= EXERCISE AIM =
Copy out the material below, swapping each occurrence of "one marker per instance" for "a single marker for each instance" and keeping everything else the same.

:: PROVIDED RECORDS

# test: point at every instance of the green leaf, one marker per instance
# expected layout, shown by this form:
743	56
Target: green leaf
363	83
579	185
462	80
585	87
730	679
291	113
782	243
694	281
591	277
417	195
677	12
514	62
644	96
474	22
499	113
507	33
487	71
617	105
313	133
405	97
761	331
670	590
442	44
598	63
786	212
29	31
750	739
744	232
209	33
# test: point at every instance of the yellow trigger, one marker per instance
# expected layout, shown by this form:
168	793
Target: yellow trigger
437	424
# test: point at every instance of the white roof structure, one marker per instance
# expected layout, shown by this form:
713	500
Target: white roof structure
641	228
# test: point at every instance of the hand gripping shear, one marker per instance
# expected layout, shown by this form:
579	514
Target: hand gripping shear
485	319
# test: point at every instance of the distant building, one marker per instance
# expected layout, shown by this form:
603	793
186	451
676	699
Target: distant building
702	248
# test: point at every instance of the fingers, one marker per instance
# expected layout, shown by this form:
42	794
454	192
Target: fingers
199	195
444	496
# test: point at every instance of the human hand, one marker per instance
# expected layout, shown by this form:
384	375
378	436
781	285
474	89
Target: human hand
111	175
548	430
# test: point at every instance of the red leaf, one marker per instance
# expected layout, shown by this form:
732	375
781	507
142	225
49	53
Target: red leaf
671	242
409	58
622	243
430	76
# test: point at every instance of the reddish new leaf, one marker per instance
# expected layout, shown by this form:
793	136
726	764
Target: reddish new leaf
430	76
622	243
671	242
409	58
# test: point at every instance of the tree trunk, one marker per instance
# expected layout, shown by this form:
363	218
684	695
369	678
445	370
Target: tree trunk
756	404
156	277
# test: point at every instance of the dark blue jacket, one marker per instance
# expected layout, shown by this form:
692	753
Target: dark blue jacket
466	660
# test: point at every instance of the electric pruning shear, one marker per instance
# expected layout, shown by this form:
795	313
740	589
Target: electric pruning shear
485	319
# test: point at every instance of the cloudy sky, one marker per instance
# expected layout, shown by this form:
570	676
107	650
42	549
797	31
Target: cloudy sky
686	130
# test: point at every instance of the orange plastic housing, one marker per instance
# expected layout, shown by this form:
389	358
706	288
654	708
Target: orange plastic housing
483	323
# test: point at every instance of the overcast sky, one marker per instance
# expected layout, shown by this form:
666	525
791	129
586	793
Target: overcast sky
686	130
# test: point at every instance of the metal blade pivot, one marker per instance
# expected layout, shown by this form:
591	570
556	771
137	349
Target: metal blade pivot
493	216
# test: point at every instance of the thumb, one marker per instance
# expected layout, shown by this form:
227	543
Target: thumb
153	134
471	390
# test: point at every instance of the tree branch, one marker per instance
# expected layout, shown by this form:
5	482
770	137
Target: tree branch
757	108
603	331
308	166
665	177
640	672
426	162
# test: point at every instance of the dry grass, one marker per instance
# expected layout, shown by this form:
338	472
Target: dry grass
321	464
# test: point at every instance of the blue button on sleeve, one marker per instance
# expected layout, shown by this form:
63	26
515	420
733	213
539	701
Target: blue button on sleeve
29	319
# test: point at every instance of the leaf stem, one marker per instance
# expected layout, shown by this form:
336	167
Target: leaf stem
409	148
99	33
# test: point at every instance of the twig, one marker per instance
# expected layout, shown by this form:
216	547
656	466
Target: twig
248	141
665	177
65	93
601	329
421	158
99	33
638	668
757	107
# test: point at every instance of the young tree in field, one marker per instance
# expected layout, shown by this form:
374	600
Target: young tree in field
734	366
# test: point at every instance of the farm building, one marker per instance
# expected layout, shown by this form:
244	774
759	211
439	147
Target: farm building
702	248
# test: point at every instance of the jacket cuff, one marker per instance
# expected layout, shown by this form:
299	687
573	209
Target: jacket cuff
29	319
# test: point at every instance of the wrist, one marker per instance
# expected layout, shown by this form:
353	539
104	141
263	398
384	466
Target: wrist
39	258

::::

= RESULT BELOW =
# test: point at every instance of the green leaf, a single marker for each instance
# expected layout, shown by this form:
743	56
Target: green leaf
363	83
579	185
462	80
585	87
730	679
291	113
782	243
694	281
591	277
417	195
677	12
514	62
644	96
474	22
499	113
507	33
487	71
617	105
313	133
405	97
761	331
670	590
442	44
598	63
786	212
29	31
750	739
744	232
209	33
# test: point at every instance of the yellow trigger, a single marker for each instance
# expected layout, shown by this form:
168	793
Target: yellow trigger
437	424
# test: point at every instance of the white roof structure, a single marker for each instance
# expected layout, shown by this form:
713	500
Target: white roof structure
641	228
# test: point at every instance of the hand gripping shear, a single marker for each instance
# expected layout, shown by this form:
579	514
Target: hand gripping shear
485	319
# test: point at every instance of the distant building, a single marker for each instance
# expected layout, shown by this form:
603	793
186	451
676	699
Target: distant building
702	248
# test: point at every instance of the fingers, a single marker for each instance
# expected layout, shown by this form:
42	794
454	192
Target: fingers
199	195
444	496
# test: point at every instance of the human hand, a single marker for each instance
# expected layout, shown by this form:
384	375
378	436
781	285
474	89
Target: human hand
111	175
548	430
# test: point at every instance of the red leaf, a single marker for each instance
# expected layout, shown by this form:
732	375
781	507
142	225
49	53
Target: red leaf
671	242
409	58
622	243
430	76
# test: point at every instance of the reddish new leaf, a single marker for each instance
# expected layout, shown by this form:
793	136
726	764
Target: reddish new leaf
430	76
622	243
671	242
409	58
# test: point at every instance of the tree trunk, a single marker for each instance
# expected layout, shown by this form:
363	218
684	695
369	678
445	370
Target: tree trunk
756	404
156	277
# test: point at every instance of the dark blue jacket, a single marker for each instance
# expected layout, shown by this form:
692	753
Target: dark blue jacket
466	660
# test: point at every instance of the electric pruning shear, a single marker for each instance
# expected layout, shown by this form:
795	313
740	589
Target: electric pruning shear
485	319
# test: point at every instance of the cloudy sky, a single marker for each instance
# expected layout, shown by this form:
570	676
107	650
42	549
797	31
Target: cloudy sky
686	130
# test: point at every instance of the orange plastic housing, a single marker for each instance
# expected layout, shown by this form:
389	358
706	288
654	708
Target: orange plastic housing
483	323
# test: point at every instance of the overcast sky, a single marker for each instance
# expected layout, shown by this form:
666	525
791	129
586	793
Target: overcast sky
686	130
# test: point at every instance of the metal blade pivot, a single marker for each instance
# expected layout, shown by this form:
591	570
556	771
137	349
Target: metal blade pivot
493	216
# test: point at every instance of the thumb, a single marker for each instance
# expected layout, shown by this form:
227	543
Target: thumb
153	134
471	390
# test: point at every instance of the tree branch, a single marker for each instance
# expected layout, shown by this form:
5	482
770	137
Target: tree branch
757	108
603	331
308	166
665	177
640	672
426	162
# test: point at every instance of the dry grass, a single marker for each instance
# expected layout, shown by this form:
338	472
Target: dry grass
321	464
# test: point at every instance of the blue button on sleeve, a single marker for each instance
# expected layout, shown by this form:
63	26
515	420
733	213
539	701
Target: blue button on sleeve
29	319
# test: point at every instance of the leaf stem, a single marker for each instance
# expected layout, shown by this form:
336	167
Target: leaf stem
409	148
99	33
# test: point at every instance of the twig, a single marker for each instance
# expected layout, shown by this form:
216	547
656	466
Target: twig
248	141
665	177
65	93
601	329
421	158
99	33
638	668
757	107
# test: point at every instance of the young tree in field, a single marker for each instance
# expected layout, shown by this form:
374	600
Target: young tree in field
734	366
# test: point at every instance of the farm building, a single marker for each instance
# expected layout, shown by this form:
244	774
759	211
439	147
Target: farm building
702	248
# test: point at every instance of the jacket cuff, a single marker for each instance
# expected layout, shown by this form:
299	687
573	209
Target: jacket cuff
29	319
# test: point at every instance of the wrist, a single marker for each instance
# expected layout, shown by this form:
353	539
104	141
263	398
384	466
Target: wrist
39	258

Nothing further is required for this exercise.